Image-backed grounding data
────
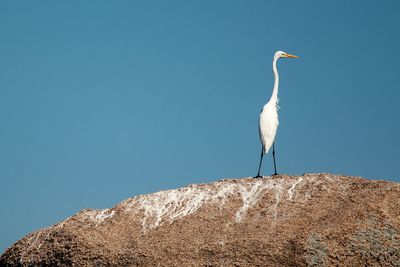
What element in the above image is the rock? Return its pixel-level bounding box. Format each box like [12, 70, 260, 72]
[1, 173, 400, 266]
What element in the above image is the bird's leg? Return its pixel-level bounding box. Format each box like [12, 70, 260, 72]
[272, 142, 278, 175]
[254, 147, 264, 178]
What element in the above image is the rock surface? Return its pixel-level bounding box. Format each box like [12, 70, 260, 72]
[1, 173, 400, 266]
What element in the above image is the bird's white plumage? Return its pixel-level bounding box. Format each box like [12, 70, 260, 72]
[259, 100, 279, 154]
[258, 51, 296, 154]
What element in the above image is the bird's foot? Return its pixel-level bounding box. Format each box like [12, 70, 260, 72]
[253, 175, 263, 178]
[271, 172, 279, 176]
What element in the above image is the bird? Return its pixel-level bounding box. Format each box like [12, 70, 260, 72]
[254, 51, 298, 178]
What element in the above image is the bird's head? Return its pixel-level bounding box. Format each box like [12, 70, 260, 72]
[274, 51, 298, 59]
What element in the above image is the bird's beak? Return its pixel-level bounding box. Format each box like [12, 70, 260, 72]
[285, 53, 299, 58]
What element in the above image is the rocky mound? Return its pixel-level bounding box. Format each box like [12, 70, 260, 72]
[1, 173, 400, 266]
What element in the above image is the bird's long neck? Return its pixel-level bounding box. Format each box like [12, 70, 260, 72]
[270, 57, 279, 103]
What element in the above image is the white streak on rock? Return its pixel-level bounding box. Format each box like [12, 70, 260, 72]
[287, 177, 303, 200]
[19, 227, 51, 264]
[123, 178, 302, 230]
[235, 180, 274, 222]
[273, 183, 282, 221]
[84, 209, 115, 224]
[95, 209, 115, 222]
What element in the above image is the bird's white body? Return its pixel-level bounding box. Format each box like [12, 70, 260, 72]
[258, 52, 282, 154]
[259, 98, 279, 154]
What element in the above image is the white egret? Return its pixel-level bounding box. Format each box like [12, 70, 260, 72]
[255, 51, 298, 178]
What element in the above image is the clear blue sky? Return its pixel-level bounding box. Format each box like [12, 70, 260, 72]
[1, 0, 399, 252]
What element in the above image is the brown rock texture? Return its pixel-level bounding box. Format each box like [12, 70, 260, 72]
[1, 173, 400, 266]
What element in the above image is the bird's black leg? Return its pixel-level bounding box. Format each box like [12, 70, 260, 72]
[272, 142, 278, 175]
[254, 147, 264, 178]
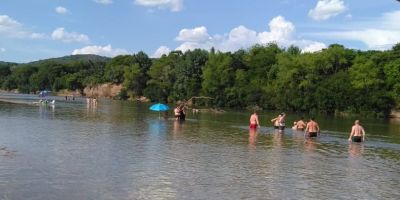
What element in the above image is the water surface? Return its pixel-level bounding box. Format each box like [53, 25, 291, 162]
[0, 93, 399, 199]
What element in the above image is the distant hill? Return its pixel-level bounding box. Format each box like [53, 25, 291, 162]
[0, 61, 18, 67]
[26, 54, 111, 65]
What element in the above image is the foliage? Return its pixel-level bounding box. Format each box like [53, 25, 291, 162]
[1, 43, 400, 117]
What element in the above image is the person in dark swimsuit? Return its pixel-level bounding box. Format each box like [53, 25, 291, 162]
[278, 112, 286, 131]
[305, 117, 320, 138]
[179, 107, 186, 120]
[348, 120, 365, 142]
[352, 136, 362, 142]
[271, 114, 282, 130]
[308, 132, 318, 137]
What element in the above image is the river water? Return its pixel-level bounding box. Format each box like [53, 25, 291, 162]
[0, 93, 399, 199]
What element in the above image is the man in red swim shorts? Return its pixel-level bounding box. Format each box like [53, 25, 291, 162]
[249, 111, 260, 129]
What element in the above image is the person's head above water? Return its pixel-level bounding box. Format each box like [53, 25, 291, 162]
[355, 120, 360, 124]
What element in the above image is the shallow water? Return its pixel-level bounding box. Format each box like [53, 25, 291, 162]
[0, 93, 399, 199]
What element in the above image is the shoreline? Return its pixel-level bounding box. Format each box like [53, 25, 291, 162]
[1, 91, 399, 118]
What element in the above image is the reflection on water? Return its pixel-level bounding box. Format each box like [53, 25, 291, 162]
[304, 138, 318, 152]
[0, 93, 399, 199]
[348, 143, 364, 157]
[248, 128, 258, 148]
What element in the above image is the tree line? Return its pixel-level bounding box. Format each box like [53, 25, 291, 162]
[0, 43, 399, 117]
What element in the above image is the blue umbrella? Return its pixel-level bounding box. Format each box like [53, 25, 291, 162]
[150, 103, 170, 111]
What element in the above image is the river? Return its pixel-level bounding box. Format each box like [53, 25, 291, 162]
[0, 93, 399, 199]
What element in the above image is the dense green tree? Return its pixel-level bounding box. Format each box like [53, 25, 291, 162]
[144, 53, 177, 102]
[202, 52, 235, 106]
[1, 44, 399, 117]
[172, 49, 208, 101]
[104, 55, 134, 84]
[0, 65, 12, 88]
[123, 64, 142, 95]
────
Problem requirements: Please return every line from the one that contains "What element in the above image is the man" through the end of the entries, exactly, leaving out all others.

Answer box:
What element in the above image is the man in red swim shorts? Return its pixel-level bounding box. Format each box like [53, 25, 291, 162]
[249, 111, 260, 129]
What element in the above image is the person's head above water? Return its pixel-level bounding box. Format each box like [53, 25, 291, 162]
[355, 120, 360, 124]
What element in the above image is the shallow water? Return its pixel-level bounding box. Format each box like [53, 25, 291, 162]
[0, 93, 399, 199]
What element in the above image is the shoreline? Return its pixel-level bounding box. Format each box like [53, 25, 291, 162]
[1, 91, 399, 118]
What element in the above image is the reflection on water? Return its pixel-level bounding box. Format each box like [53, 25, 291, 162]
[304, 138, 318, 152]
[0, 93, 399, 199]
[348, 143, 364, 157]
[248, 128, 258, 148]
What element in the above image is the tree line? Return its pixel-level bounding box. Format each box like [53, 25, 291, 162]
[0, 43, 399, 117]
What element in the above image is the blue umbrella? Return its pixel-level bounding box. Format each box like [53, 25, 291, 162]
[150, 103, 170, 111]
What element in the above image is the river? Return its pixel-level bounding box. Format each box like [53, 25, 291, 162]
[0, 93, 399, 199]
What element in the above image is the dense green tree? Return its pixel-level bounding box. Format each box like [53, 25, 291, 162]
[144, 53, 177, 102]
[202, 52, 235, 106]
[1, 44, 399, 117]
[172, 49, 208, 101]
[104, 55, 134, 84]
[0, 65, 12, 88]
[123, 64, 142, 95]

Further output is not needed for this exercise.